EXERCISE BRIEF:
Give every line from the entries that contains "below".

INFORMATION:
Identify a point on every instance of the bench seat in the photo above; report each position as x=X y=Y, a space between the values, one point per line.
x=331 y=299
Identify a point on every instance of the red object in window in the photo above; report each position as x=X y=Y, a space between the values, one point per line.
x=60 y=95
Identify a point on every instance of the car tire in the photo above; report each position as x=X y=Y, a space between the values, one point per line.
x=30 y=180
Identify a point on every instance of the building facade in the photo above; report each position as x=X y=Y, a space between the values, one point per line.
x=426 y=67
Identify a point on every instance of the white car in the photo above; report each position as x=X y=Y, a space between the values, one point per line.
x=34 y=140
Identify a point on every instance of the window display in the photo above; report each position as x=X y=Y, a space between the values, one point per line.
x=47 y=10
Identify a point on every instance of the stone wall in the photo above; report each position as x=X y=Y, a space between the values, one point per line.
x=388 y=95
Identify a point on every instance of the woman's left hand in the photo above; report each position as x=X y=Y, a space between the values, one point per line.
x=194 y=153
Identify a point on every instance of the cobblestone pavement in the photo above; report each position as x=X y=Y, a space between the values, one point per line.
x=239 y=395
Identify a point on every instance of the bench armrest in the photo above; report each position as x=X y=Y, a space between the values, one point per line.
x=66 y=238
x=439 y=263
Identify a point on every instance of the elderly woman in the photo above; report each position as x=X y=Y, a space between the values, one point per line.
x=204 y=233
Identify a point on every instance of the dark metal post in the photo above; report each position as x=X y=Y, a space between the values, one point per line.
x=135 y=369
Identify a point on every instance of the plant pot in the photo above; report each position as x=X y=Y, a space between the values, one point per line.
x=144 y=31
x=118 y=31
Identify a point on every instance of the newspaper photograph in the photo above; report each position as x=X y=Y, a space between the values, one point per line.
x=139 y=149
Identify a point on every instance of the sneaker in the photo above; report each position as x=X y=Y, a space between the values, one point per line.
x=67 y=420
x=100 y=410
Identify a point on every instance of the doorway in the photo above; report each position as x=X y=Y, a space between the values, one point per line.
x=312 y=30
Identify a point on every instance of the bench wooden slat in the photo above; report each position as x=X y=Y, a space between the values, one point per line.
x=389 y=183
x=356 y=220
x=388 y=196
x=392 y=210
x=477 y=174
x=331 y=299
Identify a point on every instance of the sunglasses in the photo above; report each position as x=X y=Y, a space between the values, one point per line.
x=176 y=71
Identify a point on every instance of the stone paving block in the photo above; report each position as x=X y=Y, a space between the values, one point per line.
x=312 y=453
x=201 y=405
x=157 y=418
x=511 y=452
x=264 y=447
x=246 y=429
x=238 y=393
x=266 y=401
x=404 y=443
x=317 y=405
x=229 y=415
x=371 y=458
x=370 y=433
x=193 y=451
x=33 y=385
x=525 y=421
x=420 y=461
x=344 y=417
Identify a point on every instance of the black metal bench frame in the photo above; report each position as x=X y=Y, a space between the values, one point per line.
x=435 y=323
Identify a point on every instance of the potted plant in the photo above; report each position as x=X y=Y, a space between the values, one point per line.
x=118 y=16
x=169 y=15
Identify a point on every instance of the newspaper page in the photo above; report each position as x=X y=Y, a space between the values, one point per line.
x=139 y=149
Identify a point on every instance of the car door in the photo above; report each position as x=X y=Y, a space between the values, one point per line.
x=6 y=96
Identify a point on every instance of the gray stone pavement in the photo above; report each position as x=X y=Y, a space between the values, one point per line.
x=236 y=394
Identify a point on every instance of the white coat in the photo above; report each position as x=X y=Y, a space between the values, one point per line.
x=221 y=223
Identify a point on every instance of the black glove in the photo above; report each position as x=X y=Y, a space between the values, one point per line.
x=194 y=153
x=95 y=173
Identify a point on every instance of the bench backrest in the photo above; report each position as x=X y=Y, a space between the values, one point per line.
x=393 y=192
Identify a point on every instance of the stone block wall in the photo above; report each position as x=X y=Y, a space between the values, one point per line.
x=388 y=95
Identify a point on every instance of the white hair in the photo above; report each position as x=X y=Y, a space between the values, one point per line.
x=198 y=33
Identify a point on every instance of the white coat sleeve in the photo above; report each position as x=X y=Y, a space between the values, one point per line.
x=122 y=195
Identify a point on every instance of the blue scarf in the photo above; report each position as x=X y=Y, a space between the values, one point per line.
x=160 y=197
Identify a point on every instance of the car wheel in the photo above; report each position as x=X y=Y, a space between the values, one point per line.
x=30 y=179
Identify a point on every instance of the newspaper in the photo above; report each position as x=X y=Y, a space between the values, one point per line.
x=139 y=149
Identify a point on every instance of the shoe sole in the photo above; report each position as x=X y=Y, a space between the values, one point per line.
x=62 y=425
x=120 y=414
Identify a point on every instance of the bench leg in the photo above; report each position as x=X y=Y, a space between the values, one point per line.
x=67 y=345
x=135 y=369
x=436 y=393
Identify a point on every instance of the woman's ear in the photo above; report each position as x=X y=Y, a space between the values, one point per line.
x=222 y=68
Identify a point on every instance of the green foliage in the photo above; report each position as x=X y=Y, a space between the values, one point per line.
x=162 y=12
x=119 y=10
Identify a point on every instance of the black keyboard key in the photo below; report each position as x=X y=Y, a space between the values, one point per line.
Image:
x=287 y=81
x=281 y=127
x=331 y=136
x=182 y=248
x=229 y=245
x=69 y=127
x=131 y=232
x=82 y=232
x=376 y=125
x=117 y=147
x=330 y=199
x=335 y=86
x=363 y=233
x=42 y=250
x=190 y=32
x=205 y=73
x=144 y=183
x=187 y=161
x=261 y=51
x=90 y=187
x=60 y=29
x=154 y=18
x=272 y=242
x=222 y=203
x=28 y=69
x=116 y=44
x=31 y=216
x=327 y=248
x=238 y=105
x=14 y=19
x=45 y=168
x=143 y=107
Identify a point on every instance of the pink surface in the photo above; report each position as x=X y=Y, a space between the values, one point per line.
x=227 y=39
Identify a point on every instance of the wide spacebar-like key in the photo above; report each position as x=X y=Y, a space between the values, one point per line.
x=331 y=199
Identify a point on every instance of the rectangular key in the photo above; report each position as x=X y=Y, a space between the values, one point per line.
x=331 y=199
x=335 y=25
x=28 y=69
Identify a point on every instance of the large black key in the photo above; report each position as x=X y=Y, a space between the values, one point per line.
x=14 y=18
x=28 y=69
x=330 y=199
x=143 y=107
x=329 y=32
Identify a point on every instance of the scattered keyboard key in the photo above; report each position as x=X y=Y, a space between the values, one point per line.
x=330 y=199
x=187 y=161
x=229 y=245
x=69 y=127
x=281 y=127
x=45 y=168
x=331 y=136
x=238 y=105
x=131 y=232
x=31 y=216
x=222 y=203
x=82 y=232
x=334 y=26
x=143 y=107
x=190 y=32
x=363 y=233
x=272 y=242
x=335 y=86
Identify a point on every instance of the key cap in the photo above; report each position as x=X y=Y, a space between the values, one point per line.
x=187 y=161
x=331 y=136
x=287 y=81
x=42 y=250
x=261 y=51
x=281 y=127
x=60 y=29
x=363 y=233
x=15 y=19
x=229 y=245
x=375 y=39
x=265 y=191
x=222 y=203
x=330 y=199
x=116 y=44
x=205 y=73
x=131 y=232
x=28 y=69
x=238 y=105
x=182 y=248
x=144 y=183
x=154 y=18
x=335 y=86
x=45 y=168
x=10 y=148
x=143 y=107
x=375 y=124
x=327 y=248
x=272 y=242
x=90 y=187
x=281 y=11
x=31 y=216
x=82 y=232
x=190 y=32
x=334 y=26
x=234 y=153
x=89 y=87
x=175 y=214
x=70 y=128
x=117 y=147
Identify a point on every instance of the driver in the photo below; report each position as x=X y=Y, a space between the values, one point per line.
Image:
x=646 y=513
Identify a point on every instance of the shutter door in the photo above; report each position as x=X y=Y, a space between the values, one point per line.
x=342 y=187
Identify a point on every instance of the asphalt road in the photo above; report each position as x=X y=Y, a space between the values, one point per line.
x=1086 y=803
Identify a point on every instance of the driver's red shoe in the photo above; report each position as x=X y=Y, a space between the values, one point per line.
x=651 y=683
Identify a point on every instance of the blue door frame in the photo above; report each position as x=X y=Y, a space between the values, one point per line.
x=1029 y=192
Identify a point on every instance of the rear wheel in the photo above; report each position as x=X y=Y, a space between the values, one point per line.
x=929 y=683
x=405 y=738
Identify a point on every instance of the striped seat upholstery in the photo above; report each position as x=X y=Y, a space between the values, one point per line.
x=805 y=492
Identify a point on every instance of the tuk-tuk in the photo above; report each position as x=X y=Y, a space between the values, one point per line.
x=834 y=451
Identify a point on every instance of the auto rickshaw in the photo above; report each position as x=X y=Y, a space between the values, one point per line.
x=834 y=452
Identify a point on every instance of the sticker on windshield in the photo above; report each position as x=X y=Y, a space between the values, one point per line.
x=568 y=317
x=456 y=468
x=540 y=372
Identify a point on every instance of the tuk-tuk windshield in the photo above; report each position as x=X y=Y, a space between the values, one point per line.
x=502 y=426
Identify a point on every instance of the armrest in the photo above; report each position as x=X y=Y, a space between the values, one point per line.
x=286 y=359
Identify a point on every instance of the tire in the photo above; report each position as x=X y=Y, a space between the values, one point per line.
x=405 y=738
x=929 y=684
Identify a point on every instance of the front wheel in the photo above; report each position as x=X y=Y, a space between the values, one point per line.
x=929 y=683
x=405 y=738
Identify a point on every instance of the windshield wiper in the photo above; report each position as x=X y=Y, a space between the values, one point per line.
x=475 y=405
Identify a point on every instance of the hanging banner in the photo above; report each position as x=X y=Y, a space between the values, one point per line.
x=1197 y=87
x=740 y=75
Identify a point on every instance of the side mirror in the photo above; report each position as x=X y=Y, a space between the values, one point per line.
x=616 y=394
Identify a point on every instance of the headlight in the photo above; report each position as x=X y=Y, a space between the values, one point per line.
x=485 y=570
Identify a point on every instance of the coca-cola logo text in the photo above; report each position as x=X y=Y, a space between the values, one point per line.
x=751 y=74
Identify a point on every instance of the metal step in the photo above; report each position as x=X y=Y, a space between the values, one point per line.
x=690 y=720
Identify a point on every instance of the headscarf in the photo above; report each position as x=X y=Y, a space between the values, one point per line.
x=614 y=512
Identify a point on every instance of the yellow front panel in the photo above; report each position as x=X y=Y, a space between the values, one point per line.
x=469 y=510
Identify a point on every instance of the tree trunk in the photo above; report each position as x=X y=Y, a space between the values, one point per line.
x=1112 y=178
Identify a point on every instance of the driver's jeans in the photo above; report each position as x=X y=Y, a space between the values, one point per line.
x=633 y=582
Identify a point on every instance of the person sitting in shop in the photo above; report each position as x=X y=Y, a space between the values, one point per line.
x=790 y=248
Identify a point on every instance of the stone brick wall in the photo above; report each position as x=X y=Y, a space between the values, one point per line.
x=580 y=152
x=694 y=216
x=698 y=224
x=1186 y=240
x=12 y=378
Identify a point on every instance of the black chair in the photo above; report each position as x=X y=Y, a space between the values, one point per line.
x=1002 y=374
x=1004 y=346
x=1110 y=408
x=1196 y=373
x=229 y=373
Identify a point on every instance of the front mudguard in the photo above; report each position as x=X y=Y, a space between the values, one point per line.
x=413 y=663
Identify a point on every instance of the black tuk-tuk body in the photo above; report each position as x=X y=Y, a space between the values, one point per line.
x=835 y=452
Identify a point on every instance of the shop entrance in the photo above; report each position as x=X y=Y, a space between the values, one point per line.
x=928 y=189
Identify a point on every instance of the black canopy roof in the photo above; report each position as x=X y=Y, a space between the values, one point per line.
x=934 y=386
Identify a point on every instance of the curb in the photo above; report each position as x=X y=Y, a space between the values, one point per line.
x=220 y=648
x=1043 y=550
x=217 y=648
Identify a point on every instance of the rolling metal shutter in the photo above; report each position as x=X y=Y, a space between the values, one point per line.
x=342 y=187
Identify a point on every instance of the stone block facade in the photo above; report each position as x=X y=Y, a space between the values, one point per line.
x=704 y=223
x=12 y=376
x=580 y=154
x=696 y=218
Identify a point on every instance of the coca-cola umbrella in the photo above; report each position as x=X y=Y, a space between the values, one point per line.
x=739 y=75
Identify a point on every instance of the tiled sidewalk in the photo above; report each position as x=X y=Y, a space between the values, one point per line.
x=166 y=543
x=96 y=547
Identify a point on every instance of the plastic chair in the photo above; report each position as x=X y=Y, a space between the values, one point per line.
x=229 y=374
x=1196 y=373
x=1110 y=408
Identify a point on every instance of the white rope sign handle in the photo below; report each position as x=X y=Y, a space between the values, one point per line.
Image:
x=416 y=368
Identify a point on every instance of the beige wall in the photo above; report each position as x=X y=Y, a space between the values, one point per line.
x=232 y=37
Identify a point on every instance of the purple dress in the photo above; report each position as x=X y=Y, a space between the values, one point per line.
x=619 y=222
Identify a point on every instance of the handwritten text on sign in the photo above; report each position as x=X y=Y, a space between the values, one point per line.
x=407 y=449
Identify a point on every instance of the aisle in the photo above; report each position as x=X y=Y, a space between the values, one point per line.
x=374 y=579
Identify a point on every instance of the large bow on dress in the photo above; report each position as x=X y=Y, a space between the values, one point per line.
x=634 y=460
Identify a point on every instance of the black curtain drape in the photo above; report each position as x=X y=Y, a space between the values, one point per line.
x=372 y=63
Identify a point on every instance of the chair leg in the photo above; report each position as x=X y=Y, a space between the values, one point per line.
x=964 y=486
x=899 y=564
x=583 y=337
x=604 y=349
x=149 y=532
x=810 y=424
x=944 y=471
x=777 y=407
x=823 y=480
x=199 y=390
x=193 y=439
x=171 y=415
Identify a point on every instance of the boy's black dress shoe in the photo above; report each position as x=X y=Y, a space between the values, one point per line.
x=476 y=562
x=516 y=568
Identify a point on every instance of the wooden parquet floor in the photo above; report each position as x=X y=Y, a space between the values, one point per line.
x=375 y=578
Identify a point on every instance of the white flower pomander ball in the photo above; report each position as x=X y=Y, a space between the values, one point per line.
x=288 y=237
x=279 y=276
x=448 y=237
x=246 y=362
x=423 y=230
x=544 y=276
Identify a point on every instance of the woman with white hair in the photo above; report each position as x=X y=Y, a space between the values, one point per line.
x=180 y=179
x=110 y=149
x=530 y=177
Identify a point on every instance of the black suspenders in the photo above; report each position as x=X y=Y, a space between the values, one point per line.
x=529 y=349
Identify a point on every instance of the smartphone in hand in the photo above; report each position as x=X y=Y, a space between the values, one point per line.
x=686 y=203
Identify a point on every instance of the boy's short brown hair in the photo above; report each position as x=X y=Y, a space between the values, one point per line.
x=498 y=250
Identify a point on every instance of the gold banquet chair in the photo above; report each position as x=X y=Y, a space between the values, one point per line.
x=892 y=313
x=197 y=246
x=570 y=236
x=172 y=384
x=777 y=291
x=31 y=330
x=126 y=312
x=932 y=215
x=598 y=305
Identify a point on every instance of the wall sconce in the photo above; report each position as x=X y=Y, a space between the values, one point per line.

EXERCISE RESULT:
Identify a point on every instance of the black keyboard key in the photo below; report each position as x=X y=Y, a space between the values, one point per line.
Identify a point on every instance of the driver in the photo below; report each position as x=X y=Y, a space between the values, one point per line.
Identify a point on every instance of the white rope sign handle in the photo below; report each position as x=X y=Y, a space between the values, one point per line.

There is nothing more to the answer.